**Задания для выполнения:**
(A) Перечислите все личные страсти, которые названы во фрагменте о творчестве артиста.
(B) Определите, согласуются ли с фрагментом о творчестве артиста следующие утверждения. Для каждого ответьте «да» или «нет» и приведите точную цитату, на которой основан ответ.
(i) В героическое напряжение входят лишь те, кто способен обрести полное устойчивое самообладание.
(ii) Артист должен показывать зрителям прежде всего самого себя.
(iii) Огонь, зажигающийся в актере, отделяет его от зрительного зала.
(C) Дословно повторите часть фрагмента о творчестве артиста, начиная со слов "Тогда-то и зажигается" и заканчивая словами "жизни человека роли.".

**Выбранный текст:**
>>

Сколько бы ни подымался артист в творчестве, преградой будет стоять не только его культура как человека образованного или невежды, но и его способность входить в героическое напряжение.
В него входят только те, кто может найти полное устойчивое самообладание. Это самообладание, как элемент творческий, приходит к тем артистам, у которых личные страсти вроде зависти, ревности, соперничества, жажды первенства уже упали. На их месте выросло увлечение искусством, самоотверженная радость, что есть возможность пронести с подмостков театра великие порывы человеческой души и показать их, а не себя зрителям.
Тогда-то и зажигается в актере тот огонь, который сливает его и зрительный зал в единое целое. Тогда артист становится не избранником для кого-то, но признанным сыном своего народа, в котором каждый из зрителей узнал лучшие части самого себя, страдал или плакал, радовался или смеялся, всем сердцем участвуя в жизни человека роли.
Каков же путь работы артиста над самим собой, чтобы достичь этой мощи: слить сцену и зрительный зал в единое целое?

<<

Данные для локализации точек
>>

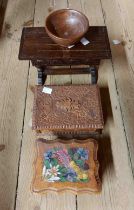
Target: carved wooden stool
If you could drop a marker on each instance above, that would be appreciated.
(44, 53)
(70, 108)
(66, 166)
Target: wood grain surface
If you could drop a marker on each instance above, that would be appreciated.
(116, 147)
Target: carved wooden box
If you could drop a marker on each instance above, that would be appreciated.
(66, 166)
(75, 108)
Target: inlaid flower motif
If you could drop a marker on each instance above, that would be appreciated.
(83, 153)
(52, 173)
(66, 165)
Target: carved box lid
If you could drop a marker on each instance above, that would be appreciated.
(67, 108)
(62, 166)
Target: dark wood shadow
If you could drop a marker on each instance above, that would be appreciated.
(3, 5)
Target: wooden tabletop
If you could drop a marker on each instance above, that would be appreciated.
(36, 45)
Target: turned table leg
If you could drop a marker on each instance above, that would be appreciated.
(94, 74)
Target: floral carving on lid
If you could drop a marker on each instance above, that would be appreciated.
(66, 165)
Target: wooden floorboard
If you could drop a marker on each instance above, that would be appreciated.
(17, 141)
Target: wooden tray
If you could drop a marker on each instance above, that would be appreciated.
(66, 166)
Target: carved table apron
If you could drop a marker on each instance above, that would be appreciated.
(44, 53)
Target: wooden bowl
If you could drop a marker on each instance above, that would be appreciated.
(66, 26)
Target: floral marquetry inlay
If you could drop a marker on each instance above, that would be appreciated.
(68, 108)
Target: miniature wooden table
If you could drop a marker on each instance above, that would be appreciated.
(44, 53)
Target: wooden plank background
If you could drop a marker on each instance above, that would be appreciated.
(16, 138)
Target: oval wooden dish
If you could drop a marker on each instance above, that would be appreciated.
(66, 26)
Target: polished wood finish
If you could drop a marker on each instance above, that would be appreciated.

<<
>>

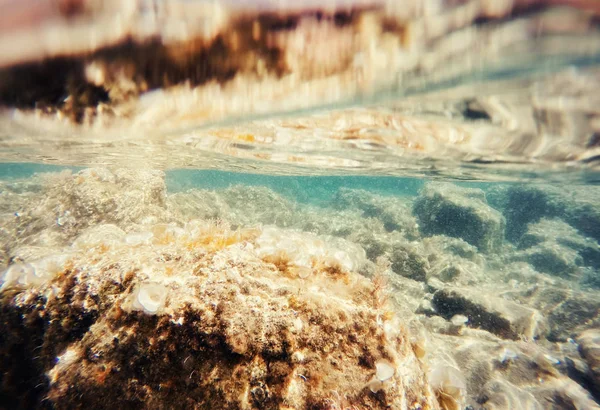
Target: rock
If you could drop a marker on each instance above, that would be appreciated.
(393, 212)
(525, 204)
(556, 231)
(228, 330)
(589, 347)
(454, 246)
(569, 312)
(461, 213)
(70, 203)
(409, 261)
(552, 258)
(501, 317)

<<

**Ваши ответы:**
(A) Зависть, ревность, соперничество, жажда первенства.

(B)
(i) Да: «В него входят только те, кто может найти полное устойчивое самообладание».
(ii) Нет: «показать их, а не себя зрителям».
(iii) Нет: «сливает его и зрительный зал в единое целое».

(C)
Тогда-то и зажигается в актере тот огонь, который сливает его и зрительный зал в единое целое. Тогда артист становится не избранником для кого-то, но признанным сыном своего народа, в котором каждый из зрителей узнал лучшие части самого себя, страдал или плакал, радовался или смеялся, всем сердцем участвуя в жизни человека роли.